(EXCERPT PROVIDED):
- - - - -
My sister in motherhood.

Mere minutes after my pregnancy test turned positive, I called my best friend to give her the news. We cried, we laughed, we celebrated.

About two months later, she texted me with the same news. We cried, we laughed, we celebrated.

We walked through our pregnancies practically hand in hand, despite living hundreds of miles apart. Not a day went by that we didn’t ask each other “Is this normal?” We constantly sent updates saying things like, “She’s doing backflips today!” or “I think he has the hiccups!” We were so in tune with each other’s pregnancies that at times it even felt like her baby was mine, and my baby was hers. We were sisters in motherhood. It was one of the most exciting and beautiful bonds I have ever shared with another person.

And when my sweet baby passed away shortly after birth, I was very apprehensive to give her the news. It took days before I had the strength to type it into a text message. I knew it would break her heart.

I wasn’t sure what was going to happen to our friendship after that. But she stood beside me, and never pushed me to do more than I was ready to take on.

When people ask, “How do I support my friend who just lost her baby?” I say, “Just show up.” And then I tell them this story:

About two weeks following Aria’s passing, my best friend arrived home from vacation and sent me a text. She said, “I made some chocolate chip banana bread and I have to bring you some. So I’m coming by, but you don’t have to come to the door. I’ll just leave it on the porch.”

It was one of the greatest gestures I received in those first few months. It made me feel loved but also took all the pressure off of me. I didn’t have to conjure up a response to the overwhelming offer of “let me know if you need anything” And I didn’t have to worry about being social.
- - - - -
(ROWS):
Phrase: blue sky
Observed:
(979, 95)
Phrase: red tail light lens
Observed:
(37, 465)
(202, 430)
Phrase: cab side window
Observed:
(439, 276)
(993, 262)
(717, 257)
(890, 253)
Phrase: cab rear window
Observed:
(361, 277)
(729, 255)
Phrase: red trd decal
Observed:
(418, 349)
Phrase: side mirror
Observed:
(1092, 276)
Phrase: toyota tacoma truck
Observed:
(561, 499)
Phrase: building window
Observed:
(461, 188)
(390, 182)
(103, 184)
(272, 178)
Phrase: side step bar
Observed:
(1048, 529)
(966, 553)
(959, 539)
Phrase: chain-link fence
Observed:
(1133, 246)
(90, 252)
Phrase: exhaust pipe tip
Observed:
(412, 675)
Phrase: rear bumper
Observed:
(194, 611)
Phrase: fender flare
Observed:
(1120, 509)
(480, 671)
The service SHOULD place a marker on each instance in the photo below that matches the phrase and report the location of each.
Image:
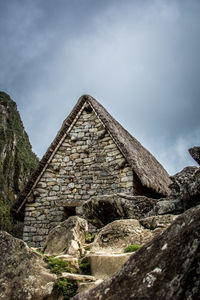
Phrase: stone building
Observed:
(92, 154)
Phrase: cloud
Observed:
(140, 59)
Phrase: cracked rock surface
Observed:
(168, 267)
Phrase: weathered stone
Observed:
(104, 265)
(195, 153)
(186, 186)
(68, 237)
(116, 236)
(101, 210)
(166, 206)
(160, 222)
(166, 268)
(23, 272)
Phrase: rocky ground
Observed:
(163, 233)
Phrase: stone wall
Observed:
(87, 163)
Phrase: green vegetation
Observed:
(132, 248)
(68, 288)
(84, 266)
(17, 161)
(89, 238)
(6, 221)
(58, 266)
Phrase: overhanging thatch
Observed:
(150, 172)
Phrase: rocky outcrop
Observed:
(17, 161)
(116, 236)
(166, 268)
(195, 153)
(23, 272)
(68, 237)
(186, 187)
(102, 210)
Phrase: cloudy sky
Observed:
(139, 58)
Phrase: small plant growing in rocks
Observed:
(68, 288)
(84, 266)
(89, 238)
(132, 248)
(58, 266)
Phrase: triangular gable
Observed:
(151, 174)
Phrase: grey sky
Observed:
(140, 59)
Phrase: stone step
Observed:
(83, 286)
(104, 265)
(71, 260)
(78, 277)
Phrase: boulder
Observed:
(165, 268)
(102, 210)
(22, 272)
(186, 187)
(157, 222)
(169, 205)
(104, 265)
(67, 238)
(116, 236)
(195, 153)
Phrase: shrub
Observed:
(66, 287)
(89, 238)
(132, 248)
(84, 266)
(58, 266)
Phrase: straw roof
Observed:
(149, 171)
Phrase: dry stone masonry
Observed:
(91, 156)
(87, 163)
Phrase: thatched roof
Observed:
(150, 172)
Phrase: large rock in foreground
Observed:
- - - - -
Carry on the personal essay about a best friend's support after the loss of a baby, beginning right after its final sentence.

And as the condolences started to end, and the cards/flowers stopped arriving, I wondered if this was the part where she would continue on her journey with motherhood, while I stood still in a wasteland of grief.

I greatly underestimated her.

She refused to let me go, even though I tried many times to force her to leave our friendship behind. I felt like such a dark cloud over her, and I didn’t want to ruin her happiness. Each time she firmly denied my requests, and refused to let me think I was a burden on her. Even though I know I had to be one of the hardest people to stay friends with.

It takes a lot of bravery to spend the entire second half of your pregnancy walking alongside a woman grieving the loss of her newborn. She could have easily walked away, and I wouldn’t have blamed her for it.

But she reminded me, “Aria is my baby, just like M is your baby.” We were still journeying through motherhood together.

On the second day of every month, I awoke to a text wishing Aria a happy __ month birthday, and she would always ask how we planned to celebrate this month. She listened to me as I vented all my pain, anger and frustrations. She visited Aria’s grave whenever she could and always sent me pictures. Once her baby boy was born, she even brought him along so he could visit his best friend. With her as a friend, I could never say I didn’t feel supported. Not for one second.

It’s been such a hard fought journey for both of us. We have weathered more storms than I have the energy to write about. We could fill rivers with our collective tears. And we have survived. Even more than that, we have thrived.

Thank you so much, sweet friend. For everything.


Death ends a lot of things, but not everything.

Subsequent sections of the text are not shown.